→ **Texte choisi**
________________________________________

Pouvoir tout retrouver jusqu’au moindre grain de sable sur lequel l’œil un jour s’est posé, sans y penser. Et c’est parce qu’il n’y a pas eut de pensée que l’on peut à se point s’en approcher avec une singulière acuité. Parce qu’en nous quelque chose demeure vigilant malgré nous, même si nous n’en avons pas conscience.
Ce nous pour ne pas me retrouver seul à dire je.
Qu’est-ce qui a changé depuis Rome ? Depuis l’Empire des Jules, des Pompée, pas grand chose. Je retrouve cette photographie des années 80, une image coupée en deux par une verticale légèrement oblique. A gauche l’œil se dirige vers une obscurité, l’ombre dense des pins parasols des cyprès, à droite cette rue pavée menant vers ce que j’imagine être un centre, un horizon bouché ? Des verticales se dressent comme des cheminées d’usines sur un paysage de ruines. On distingue à peine une ou deux silhouettes. Et cette ombre sur la droite en bas à droite, ce qui la projette est un mystère.
Du linge pend. Une photographie prise à Venise dans les années 80, un matin d’été. Peut-être dans le ghetto. Le mot ghetto en tout cas semble s’associer à cette impression. Et aussi Hugo Pratt, Corto Maltese, Sara Copio Sullam, Léon de Modène , Samuel Romanelli.Voilà le genre de mot qui vient. Ce qui fait que j’ai appuyé sur le déclencheur à cet instant précisément reste inconnu. Peut-être est-ce seulement une relation entre la blancheur du linge et le gris des murs. Je fais ce genre d’image sans réfléchir. Quelque chose attire l’œil, il ne faut surtout pas prendre le temps d’y réfléchir, il faut capturer, voler du temps au temps.

________________________________________

→ **Bloc de données**
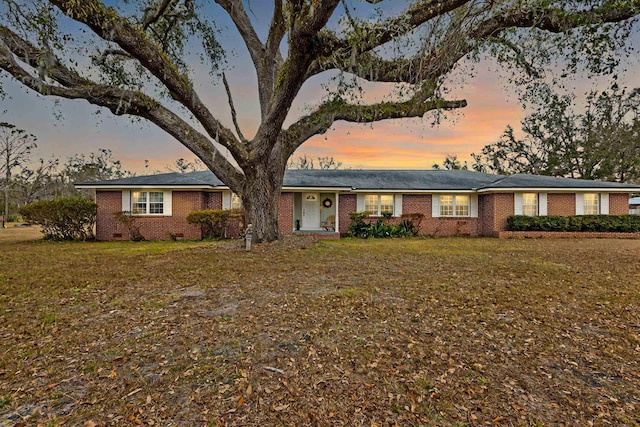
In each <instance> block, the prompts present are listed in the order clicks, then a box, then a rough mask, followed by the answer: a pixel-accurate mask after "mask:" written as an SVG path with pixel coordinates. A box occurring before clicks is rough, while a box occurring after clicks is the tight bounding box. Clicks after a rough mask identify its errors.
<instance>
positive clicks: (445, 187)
mask: <svg viewBox="0 0 640 427" xmlns="http://www.w3.org/2000/svg"><path fill="white" fill-rule="evenodd" d="M76 187H77V188H79V189H94V190H95V193H96V202H97V205H98V214H97V218H96V237H97V239H98V240H118V239H128V238H129V235H128V233H127V232H126V230H124V229H123V226H122V225H119V224H118V223H117V222H116V221H115V219H114V213H116V212H121V211H127V212H130V213H131V215H133V216H135V217H136V224H137V226H139V227H140V231H141V233H142V235H143V236H145V238H147V239H169V238H170V236H178V237H182V238H186V239H199V238H201V237H202V231H201V228H200V226H198V225H194V224H189V223H188V222H187V220H186V216H187V214H188V213H189V212H191V211H194V210H199V209H229V208H240V207H241V204H240V200H239V198H238V197H237V196H235V194H233V193H232V192H231V191H230V190H229V188H228V187H227V186H226V185H225V184H223V183H222V181H220V180H219V179H218V178H217V177H216V176H215V175H214V174H213V173H212V172H210V171H203V172H192V173H185V174H180V173H166V174H159V175H149V176H139V177H131V178H123V179H116V180H110V181H98V182H91V183H82V184H78V185H76ZM637 192H640V186H637V185H629V184H620V183H611V182H599V181H587V180H579V179H569V178H555V177H548V176H534V175H523V174H517V175H509V176H501V175H492V174H486V173H480V172H472V171H461V170H454V171H449V170H288V171H287V172H286V174H285V178H284V185H283V188H282V193H281V196H280V214H279V218H278V221H279V222H278V223H279V227H280V229H281V230H282V233H283V234H296V233H317V234H318V235H324V236H325V237H336V238H337V237H339V236H340V235H344V234H346V233H347V230H348V227H349V222H350V218H349V213H350V212H367V213H368V214H369V216H370V217H371V218H376V217H379V216H381V214H382V213H383V212H390V213H391V214H392V215H393V216H394V217H401V216H402V215H403V214H413V213H421V214H423V215H424V218H423V220H422V222H421V229H420V234H424V235H431V236H453V235H466V236H493V237H505V236H508V235H509V233H510V232H509V231H508V230H507V217H509V216H511V215H561V216H569V215H586V214H601V215H608V214H610V215H623V214H628V213H629V196H630V194H631V193H637ZM327 224H328V225H329V226H328V227H327Z"/></svg>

________________________________________

→ **Consigne de travail A**
Recopiez le passage du texte sur les photographies qui commence à "Du linge pend." et se termine à "temps au temps.".
→ **Consigne de travail B**
Traduisez en anglais cette phrase du texte sur les photographies : « Je fais ce genre d’image sans réfléchir. »
→ **Consigne de travail C**
Donnez la suite du texte sur les photographies, après sa dernière phrase.

→ **Résultat de l'exercice A**
Du linge pend. Une photographie prise à Venise dans les années 80, un matin d’été. Peut-être dans le ghetto. Le mot ghetto en tout cas semble s’associer à cette impression. Et aussi Hugo Pratt, Corto Maltese, Sara Copio Sullam, Léon de Modène , Samuel Romanelli.Voilà le genre de mot qui vient. Ce qui fait que j’ai appuyé sur le déclencheur à cet instant précisément reste inconnu. Peut-être est-ce seulement une relation entre la blancheur du linge et le gris des murs. Je fais ce genre d’image sans réfléchir. Quelque chose attire l’œil, il ne faut surtout pas prendre le temps d’y réfléchir, il faut capturer, voler du temps au temps.

→ **Résultat de l'exercice B**
I take this kind of picture without thinking.

→ **Résultat de l'exercice C**
Je vis, je meurs ; je me brûle et je me noie ;
J’ai chaud extrême en endurant froidure ;
La vie m’est et trop molle et trop dure.
J’ai grands ennuis entremêlés de joie.
Tout à un coup je ris et je larmoie,
Et en plaisir maint grief tourment j’endure ;
Mon bien s’en va, et à jamais il dure ;
Tout en un coup je sèche et je verdoie.
Ainsi Amour inconstamment me mène ;
Et, quand je pense avoir plus de douleur,
Sans y penser je me trouve hors de peine.
Puis, quand je crois ma joie être certaine,
Et être au haut de mon désiré heur,
Il me remet en mon premier malheur.
SARA COPIO SULLAM (1600-1641)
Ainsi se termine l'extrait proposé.